→ **Directive**
Quote word for word the passage of the photo series article that opens with the words "A new photo" and closes with "and shoulder-length hair.".

→ **Reading passage**
## START

A new photo series explores the shocking discrimination many members of the LGBT community have to face on a day-to-day basis.
Dr Kevin Nadal, 35, a psychology professor at the City University of New York, asked volunteers to pose with signs displaying the homophobic comments they’ve received time and time again.
One woman couldn’t help but grin, as she held up her placard reading: ‘Have you ever had REAL sex?’ While a less enthused lady told how she’s always asked: ‘Who’s the man in the relationship?’
Another female participant recalled how she was once told ‘I have a cousin like you’ when she revealed her sexuality to someone.
Noting the absurdity of the remark, she pointedly responded: ‘How?’
When it came to the men, one told how he often gets mistaken for a woman because of his androgynous looks and shoulder-length hair.
Several others mentioned how straight men often automatically assume that anyone gay will pounce on them.
In a bid to combat the stereotype, one gay man underscored in his message: ‘Just because I like men, doesn’t mean I “like” all men. I ACTUALLY have a type and chances are . . . IT’S NOT YOU!’
Dr Nadal, who is openly gay himself, refers to these encounters as acts of ‘microaggression.’
‘It’s a concept that is heavily discussed in academic circles, social service organizations, and among college students. However, people in general society may not be aware of the term at all.

## END

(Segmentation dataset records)
## START

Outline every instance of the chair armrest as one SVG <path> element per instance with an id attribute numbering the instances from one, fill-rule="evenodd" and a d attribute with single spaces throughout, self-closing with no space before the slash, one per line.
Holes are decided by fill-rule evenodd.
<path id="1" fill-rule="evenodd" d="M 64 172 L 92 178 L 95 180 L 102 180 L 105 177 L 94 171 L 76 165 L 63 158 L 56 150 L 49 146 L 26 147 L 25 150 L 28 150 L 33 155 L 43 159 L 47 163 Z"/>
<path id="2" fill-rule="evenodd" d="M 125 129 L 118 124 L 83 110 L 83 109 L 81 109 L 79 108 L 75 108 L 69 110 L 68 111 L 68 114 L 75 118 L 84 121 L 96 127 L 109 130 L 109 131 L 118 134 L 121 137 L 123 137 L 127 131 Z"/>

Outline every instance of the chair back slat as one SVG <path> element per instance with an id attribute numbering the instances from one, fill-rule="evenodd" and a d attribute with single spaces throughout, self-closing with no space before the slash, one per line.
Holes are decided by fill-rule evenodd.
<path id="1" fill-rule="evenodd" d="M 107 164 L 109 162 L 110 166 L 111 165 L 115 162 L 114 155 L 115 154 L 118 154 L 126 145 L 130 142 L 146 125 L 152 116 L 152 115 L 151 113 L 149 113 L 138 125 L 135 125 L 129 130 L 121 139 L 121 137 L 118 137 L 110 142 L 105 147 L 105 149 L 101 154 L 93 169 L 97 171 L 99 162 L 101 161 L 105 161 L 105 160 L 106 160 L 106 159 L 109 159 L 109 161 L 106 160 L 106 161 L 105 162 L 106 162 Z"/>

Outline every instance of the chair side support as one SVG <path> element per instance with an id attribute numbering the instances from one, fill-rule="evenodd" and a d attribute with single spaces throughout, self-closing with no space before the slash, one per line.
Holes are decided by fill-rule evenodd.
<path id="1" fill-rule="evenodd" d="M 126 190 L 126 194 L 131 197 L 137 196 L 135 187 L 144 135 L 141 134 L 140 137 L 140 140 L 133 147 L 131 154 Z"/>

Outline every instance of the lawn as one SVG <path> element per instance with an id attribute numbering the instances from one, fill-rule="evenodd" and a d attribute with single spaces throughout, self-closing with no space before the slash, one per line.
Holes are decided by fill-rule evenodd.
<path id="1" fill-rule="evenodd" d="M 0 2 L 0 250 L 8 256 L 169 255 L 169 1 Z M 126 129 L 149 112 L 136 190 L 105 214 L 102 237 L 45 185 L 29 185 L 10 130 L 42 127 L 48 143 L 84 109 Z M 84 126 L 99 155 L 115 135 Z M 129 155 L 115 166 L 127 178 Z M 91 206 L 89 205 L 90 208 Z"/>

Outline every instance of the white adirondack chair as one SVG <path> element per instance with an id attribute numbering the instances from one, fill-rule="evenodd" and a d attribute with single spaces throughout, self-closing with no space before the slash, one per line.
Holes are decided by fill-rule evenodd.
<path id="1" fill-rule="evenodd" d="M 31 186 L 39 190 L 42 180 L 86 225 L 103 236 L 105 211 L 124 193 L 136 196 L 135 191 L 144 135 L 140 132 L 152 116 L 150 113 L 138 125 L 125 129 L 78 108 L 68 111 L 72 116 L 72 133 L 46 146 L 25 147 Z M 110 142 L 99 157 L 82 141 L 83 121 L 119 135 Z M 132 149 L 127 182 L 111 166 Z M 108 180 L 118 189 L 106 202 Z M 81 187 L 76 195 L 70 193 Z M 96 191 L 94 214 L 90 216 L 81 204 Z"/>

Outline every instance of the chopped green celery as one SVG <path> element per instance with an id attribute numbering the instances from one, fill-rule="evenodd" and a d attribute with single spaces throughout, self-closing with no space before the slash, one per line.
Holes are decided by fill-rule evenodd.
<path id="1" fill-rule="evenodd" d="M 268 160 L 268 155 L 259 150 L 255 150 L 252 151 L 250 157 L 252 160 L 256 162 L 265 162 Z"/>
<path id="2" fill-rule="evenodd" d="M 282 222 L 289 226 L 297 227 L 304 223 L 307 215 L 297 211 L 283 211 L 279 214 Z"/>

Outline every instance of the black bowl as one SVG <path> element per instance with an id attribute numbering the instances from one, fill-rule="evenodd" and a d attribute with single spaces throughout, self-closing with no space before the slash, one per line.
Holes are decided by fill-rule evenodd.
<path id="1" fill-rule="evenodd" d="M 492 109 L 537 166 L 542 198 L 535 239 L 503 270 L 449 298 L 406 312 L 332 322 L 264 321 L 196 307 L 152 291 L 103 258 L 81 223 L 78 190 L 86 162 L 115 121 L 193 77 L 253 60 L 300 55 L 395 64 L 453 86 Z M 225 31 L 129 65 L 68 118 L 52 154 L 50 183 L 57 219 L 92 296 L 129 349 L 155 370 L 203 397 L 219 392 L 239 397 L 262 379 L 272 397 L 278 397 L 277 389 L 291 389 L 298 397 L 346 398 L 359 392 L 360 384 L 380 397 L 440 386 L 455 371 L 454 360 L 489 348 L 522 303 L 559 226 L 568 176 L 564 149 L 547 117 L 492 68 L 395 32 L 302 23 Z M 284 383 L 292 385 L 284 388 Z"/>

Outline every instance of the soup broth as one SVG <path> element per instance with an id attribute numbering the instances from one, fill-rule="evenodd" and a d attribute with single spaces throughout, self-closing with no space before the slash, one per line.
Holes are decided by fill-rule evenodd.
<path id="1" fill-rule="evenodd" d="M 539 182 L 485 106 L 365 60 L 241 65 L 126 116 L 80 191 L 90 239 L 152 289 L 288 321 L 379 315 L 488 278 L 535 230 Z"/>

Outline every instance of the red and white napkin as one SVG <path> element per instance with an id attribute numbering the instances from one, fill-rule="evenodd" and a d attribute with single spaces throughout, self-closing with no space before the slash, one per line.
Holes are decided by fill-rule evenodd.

## END

→ **Written answer**
A new photo series explores the shocking discrimination many members of the LGBT community have to face on a day-to-day basis.
Dr Kevin Nadal, 35, a psychology professor at the City University of New York, asked volunteers to pose with signs displaying the homophobic comments they’ve received time and time again.
One woman couldn’t help but grin, as she held up her placard reading: ‘Have you ever had REAL sex?’ While a less enthused lady told how she’s always asked: ‘Who’s the man in the relationship?’
Another female participant recalled how she was once told ‘I have a cousin like you’ when she revealed her sexuality to someone.
Noting the absurdity of the remark, she pointedly responded: ‘How?’
When it came to the men, one told how he often gets mistaken for a woman because of his androgynous looks and shoulder-length hair.